Recopiez le passage de l’extrait sur l’exploitation d’Éric Masset compris entre "Cultiver 200 hectares" et "aussi associée exploitante.", ces deux passages inclus.

**Extrait du document**
# # # # # # #

Cultiver 200 hectares de grandes cultures à Velye (Marne) en parallèle de ses nombreuses responsabilités agricoles sans embaucher de salarié, voilà l’objectif que s’est donné Éric Masset. Ce betteravier est le président de La Coopération Agricole Luzerne de France, la section de la fédération nationale des coopératives agricoles qui s’occupe de la production de luzerne déshydratée. Par ailleurs, il est aussi membre du bureau de la coopérative Sun Déshy et président du comité d’orientation stratégique « Transition écologique » de La Coopération Agricole. Ces responsabilités occupent plus de la moitié de son temps de travail et il ne dispose donc que de l’autre petit mi-temps pour cultiver sa ferme, avec l’aide de sa femme, elle aussi associée exploitante.

# # # # # # #

Données d’ancrage texte-région:
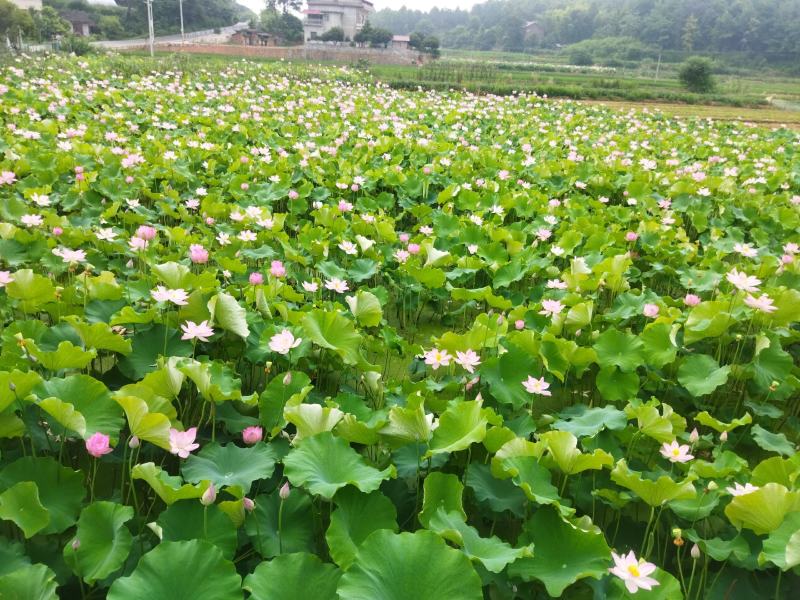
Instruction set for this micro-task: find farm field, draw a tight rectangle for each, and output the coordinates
[0,56,800,600]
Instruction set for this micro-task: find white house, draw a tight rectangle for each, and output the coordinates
[303,0,375,41]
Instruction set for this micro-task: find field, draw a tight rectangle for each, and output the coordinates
[0,56,800,600]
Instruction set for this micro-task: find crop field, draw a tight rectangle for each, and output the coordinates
[0,57,800,600]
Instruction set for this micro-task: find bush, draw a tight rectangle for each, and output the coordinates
[678,56,714,94]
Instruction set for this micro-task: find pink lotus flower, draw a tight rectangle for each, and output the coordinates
[609,550,661,594]
[642,304,659,319]
[661,441,694,463]
[189,244,208,265]
[522,375,553,396]
[456,349,481,373]
[242,425,264,446]
[86,431,114,458]
[169,427,200,458]
[269,260,286,277]
[181,321,214,342]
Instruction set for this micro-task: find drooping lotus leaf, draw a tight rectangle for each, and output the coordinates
[336,529,483,600]
[181,442,278,492]
[243,552,342,600]
[108,540,242,600]
[325,487,397,569]
[64,501,133,585]
[283,431,396,500]
[0,456,86,534]
[508,506,611,597]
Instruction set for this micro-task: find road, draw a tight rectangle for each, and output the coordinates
[92,22,247,50]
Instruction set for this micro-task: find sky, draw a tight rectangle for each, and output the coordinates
[238,0,481,13]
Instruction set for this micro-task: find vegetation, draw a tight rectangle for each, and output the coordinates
[0,55,800,600]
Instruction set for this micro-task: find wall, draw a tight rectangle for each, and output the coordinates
[144,43,428,65]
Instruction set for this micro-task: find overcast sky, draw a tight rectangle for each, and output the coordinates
[238,0,480,13]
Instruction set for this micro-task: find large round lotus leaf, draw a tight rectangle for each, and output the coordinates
[508,506,611,597]
[243,552,342,600]
[107,540,242,600]
[0,564,58,600]
[64,502,133,584]
[33,375,125,439]
[181,443,277,493]
[337,529,483,600]
[325,487,397,569]
[244,489,314,558]
[0,456,86,534]
[283,431,395,500]
[158,500,238,559]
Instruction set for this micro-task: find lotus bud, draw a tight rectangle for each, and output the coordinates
[689,544,700,560]
[200,483,217,506]
[278,481,292,500]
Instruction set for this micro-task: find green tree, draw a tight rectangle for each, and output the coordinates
[678,56,714,94]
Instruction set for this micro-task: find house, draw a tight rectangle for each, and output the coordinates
[230,28,276,46]
[390,35,411,50]
[11,0,42,10]
[303,0,375,42]
[59,10,97,36]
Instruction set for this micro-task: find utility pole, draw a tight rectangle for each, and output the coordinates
[144,0,155,58]
[178,0,186,44]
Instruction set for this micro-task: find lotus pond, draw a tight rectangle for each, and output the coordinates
[0,57,800,600]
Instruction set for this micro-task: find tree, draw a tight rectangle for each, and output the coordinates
[678,56,714,94]
[319,27,344,42]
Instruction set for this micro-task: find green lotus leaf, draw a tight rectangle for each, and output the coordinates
[283,432,395,500]
[678,354,731,397]
[63,315,132,354]
[417,471,467,529]
[158,500,239,560]
[539,431,614,475]
[32,375,125,439]
[325,487,397,570]
[0,564,58,600]
[611,460,697,506]
[243,552,342,600]
[694,410,753,433]
[0,481,50,538]
[429,400,496,455]
[0,456,86,534]
[345,290,383,327]
[337,529,483,600]
[593,329,644,373]
[108,540,242,600]
[244,489,314,558]
[131,463,208,504]
[428,508,533,573]
[552,404,628,437]
[758,512,800,571]
[302,310,363,365]
[208,292,250,338]
[114,394,172,450]
[5,269,56,313]
[64,502,133,585]
[181,443,278,493]
[725,483,800,535]
[26,340,96,371]
[508,506,611,597]
[750,425,797,456]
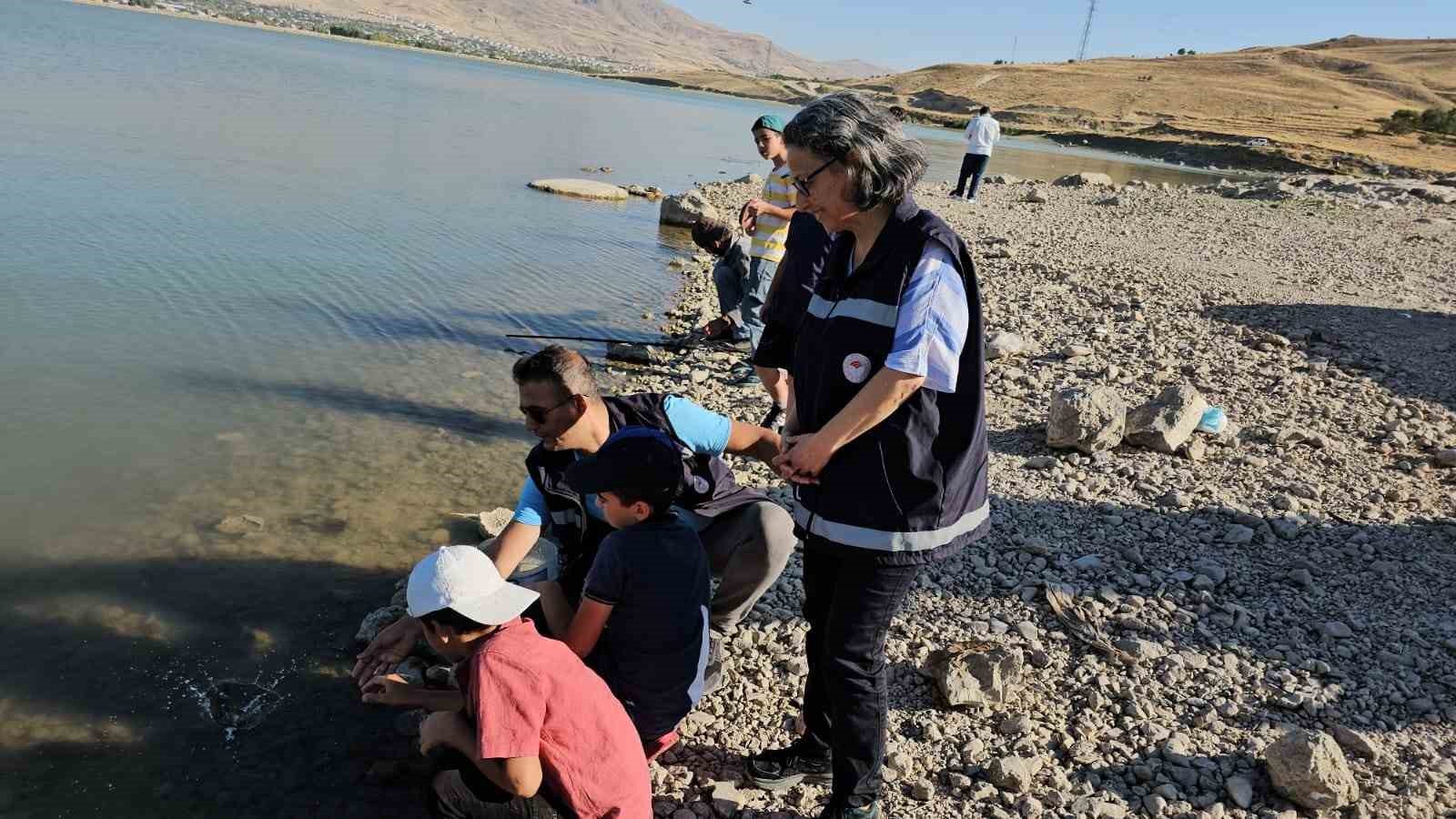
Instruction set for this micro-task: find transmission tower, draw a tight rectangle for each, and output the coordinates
[1077,0,1097,63]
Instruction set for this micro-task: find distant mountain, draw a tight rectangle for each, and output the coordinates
[272,0,888,78]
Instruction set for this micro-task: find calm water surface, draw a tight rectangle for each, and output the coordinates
[0,0,1228,817]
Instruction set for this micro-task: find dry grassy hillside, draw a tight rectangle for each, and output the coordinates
[268,0,884,77]
[850,38,1456,170]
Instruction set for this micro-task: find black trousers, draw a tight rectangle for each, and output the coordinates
[951,153,992,199]
[804,541,920,807]
[428,748,571,819]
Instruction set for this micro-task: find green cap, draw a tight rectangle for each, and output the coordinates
[750,114,784,134]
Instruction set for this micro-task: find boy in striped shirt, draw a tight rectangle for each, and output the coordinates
[738,114,798,410]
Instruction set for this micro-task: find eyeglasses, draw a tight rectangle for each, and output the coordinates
[521,393,577,424]
[794,157,839,197]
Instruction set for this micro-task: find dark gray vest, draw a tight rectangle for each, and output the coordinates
[794,197,988,552]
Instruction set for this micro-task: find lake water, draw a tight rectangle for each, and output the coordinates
[0,0,1228,816]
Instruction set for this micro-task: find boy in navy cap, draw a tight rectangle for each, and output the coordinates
[566,427,711,758]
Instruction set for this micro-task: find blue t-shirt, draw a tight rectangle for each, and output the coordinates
[581,513,711,739]
[511,395,733,531]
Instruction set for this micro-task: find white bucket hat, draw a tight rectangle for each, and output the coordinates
[405,547,539,625]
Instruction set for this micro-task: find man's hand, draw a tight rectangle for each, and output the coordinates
[349,615,422,686]
[359,673,415,705]
[774,433,834,484]
[420,711,475,758]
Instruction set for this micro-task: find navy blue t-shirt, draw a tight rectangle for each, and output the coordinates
[582,511,711,739]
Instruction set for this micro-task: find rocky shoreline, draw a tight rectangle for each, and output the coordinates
[358,175,1456,819]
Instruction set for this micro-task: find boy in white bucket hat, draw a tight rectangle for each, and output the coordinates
[364,547,652,819]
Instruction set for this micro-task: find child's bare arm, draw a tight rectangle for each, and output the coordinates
[566,598,612,657]
[364,673,464,711]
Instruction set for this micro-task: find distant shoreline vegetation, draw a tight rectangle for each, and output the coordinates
[83,0,643,75]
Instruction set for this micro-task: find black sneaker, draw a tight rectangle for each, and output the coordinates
[759,404,784,431]
[703,630,723,695]
[818,800,881,819]
[743,739,834,792]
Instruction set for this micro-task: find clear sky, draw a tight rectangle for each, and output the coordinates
[667,0,1456,70]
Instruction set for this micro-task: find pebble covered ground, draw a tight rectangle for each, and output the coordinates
[372,173,1456,819]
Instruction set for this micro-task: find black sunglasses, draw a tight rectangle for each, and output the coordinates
[521,395,577,424]
[794,157,839,197]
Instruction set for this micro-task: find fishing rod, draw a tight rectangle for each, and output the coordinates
[505,332,737,351]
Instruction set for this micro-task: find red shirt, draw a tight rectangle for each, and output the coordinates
[456,618,652,819]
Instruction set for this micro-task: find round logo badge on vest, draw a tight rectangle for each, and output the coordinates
[844,353,869,383]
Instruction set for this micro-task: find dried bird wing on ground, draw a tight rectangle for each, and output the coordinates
[1046,586,1138,664]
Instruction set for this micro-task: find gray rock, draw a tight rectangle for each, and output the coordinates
[1223,777,1254,810]
[213,514,264,535]
[1223,523,1254,547]
[1127,385,1208,455]
[986,756,1041,793]
[1264,729,1360,810]
[526,179,628,201]
[354,606,405,642]
[986,331,1026,361]
[658,189,721,228]
[1330,724,1381,759]
[1053,170,1112,188]
[1046,386,1127,455]
[923,644,1025,708]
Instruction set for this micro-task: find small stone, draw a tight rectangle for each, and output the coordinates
[1223,777,1254,810]
[986,756,1041,793]
[922,642,1024,708]
[1330,724,1380,759]
[1223,523,1254,547]
[986,331,1026,361]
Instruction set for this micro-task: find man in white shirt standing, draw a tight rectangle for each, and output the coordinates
[951,105,1000,203]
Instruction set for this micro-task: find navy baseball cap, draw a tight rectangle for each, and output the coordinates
[566,427,682,504]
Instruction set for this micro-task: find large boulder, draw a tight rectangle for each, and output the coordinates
[1264,729,1360,810]
[1053,170,1112,188]
[1046,386,1127,455]
[657,189,723,228]
[1127,385,1208,455]
[925,644,1024,708]
[526,179,628,201]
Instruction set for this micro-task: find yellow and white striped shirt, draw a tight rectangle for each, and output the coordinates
[748,163,798,264]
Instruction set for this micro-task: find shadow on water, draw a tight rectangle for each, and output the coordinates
[1207,305,1456,410]
[0,560,420,819]
[269,298,658,349]
[172,371,522,439]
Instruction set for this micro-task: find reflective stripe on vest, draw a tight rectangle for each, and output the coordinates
[794,501,992,552]
[808,293,900,328]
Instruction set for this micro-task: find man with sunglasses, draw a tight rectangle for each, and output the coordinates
[355,346,798,691]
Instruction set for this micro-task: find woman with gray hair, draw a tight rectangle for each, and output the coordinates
[747,93,988,819]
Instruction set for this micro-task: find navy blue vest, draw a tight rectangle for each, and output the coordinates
[526,392,767,588]
[792,196,990,554]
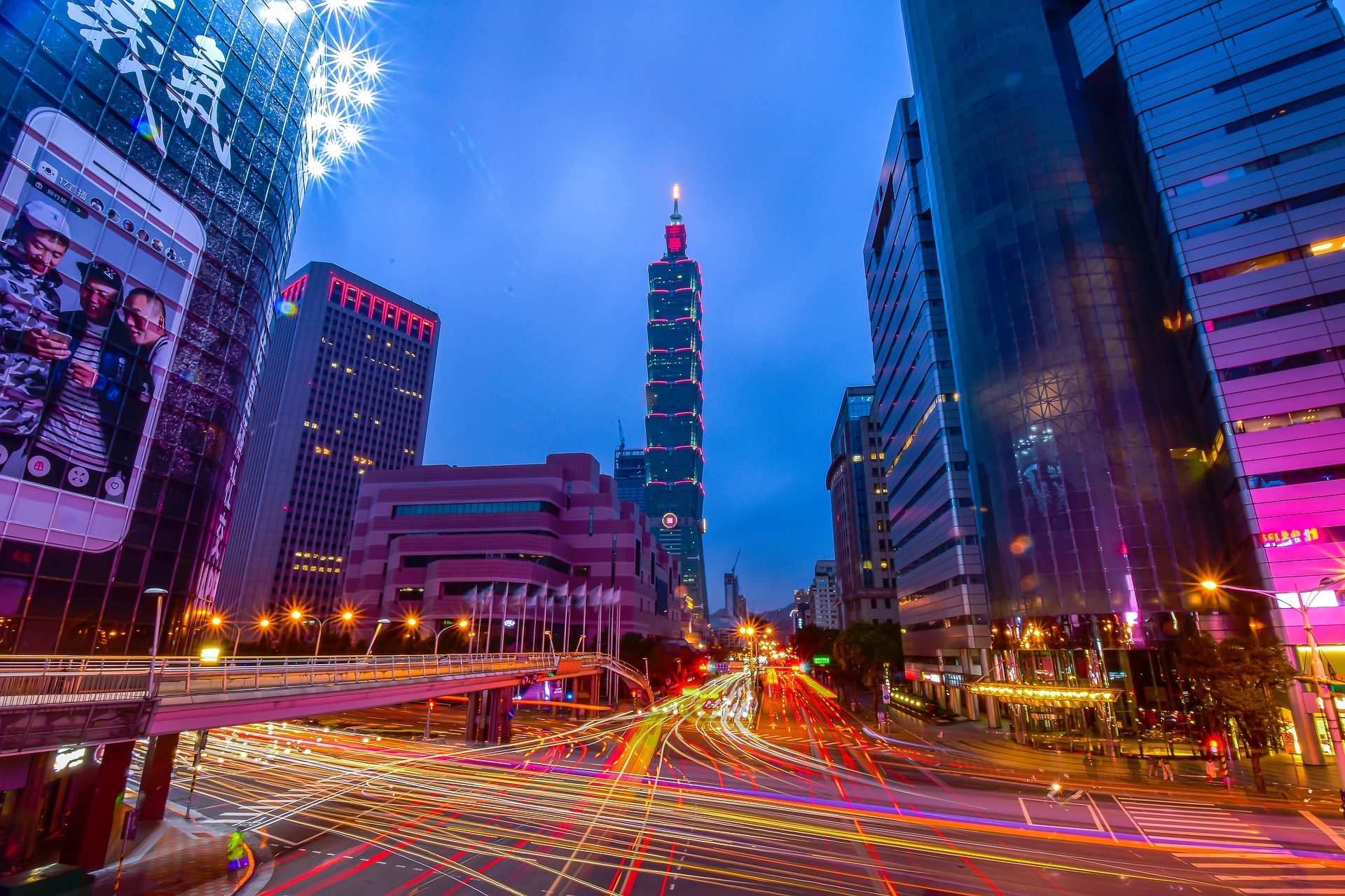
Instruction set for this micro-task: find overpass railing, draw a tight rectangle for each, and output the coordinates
[0,652,610,708]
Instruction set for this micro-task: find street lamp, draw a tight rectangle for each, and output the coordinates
[200,615,252,656]
[1200,576,1345,815]
[364,619,393,656]
[145,588,168,700]
[289,609,355,658]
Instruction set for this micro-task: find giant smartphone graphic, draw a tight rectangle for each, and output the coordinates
[0,109,205,551]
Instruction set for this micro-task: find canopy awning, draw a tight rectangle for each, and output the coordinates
[965,681,1120,709]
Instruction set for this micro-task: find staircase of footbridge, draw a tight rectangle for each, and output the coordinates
[0,652,652,756]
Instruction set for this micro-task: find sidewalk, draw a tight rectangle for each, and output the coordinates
[838,686,1341,815]
[92,818,253,896]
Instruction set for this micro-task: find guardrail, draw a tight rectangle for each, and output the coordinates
[0,652,648,708]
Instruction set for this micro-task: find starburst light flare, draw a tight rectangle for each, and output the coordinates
[258,0,387,195]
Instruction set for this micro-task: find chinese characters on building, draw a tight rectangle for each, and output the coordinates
[66,0,233,168]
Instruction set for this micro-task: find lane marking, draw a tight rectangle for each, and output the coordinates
[1298,808,1345,853]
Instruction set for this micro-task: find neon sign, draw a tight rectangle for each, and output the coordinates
[1260,529,1322,548]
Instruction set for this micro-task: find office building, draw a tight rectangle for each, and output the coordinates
[789,588,811,630]
[806,560,841,628]
[826,386,899,628]
[219,261,439,619]
[343,455,690,642]
[644,187,710,621]
[612,439,646,513]
[724,572,748,619]
[1069,0,1345,764]
[878,0,1345,731]
[865,99,990,675]
[0,0,323,655]
[0,0,324,871]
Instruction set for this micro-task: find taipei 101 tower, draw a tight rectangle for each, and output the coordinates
[644,186,710,621]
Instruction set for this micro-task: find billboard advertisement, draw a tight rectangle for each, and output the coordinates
[0,0,326,654]
[0,109,205,550]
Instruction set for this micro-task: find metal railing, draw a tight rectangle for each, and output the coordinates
[0,652,614,708]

# # # # # # #

**Réponse**
Cultiver 200 hectares de grandes cultures à Velye (Marne) en parallèle de ses nombreuses responsabilités agricoles sans embaucher de salarié, voilà l’objectif que s’est donné Éric Masset. Ce betteravier est le président de La Coopération Agricole Luzerne de France, la section de la fédération nationale des coopératives agricoles qui s’occupe de la production de luzerne déshydratée. Par ailleurs, il est aussi membre du bureau de la coopérative Sun Déshy et président du comité d’orientation stratégique « Transition écologique » de La Coopération Agricole. Ces responsabilités occupent plus de la moitié de son temps de travail et il ne dispose donc que de l’autre petit mi-temps pour cultiver sa ferme, avec l’aide de sa femme, elle aussi associée exploitante.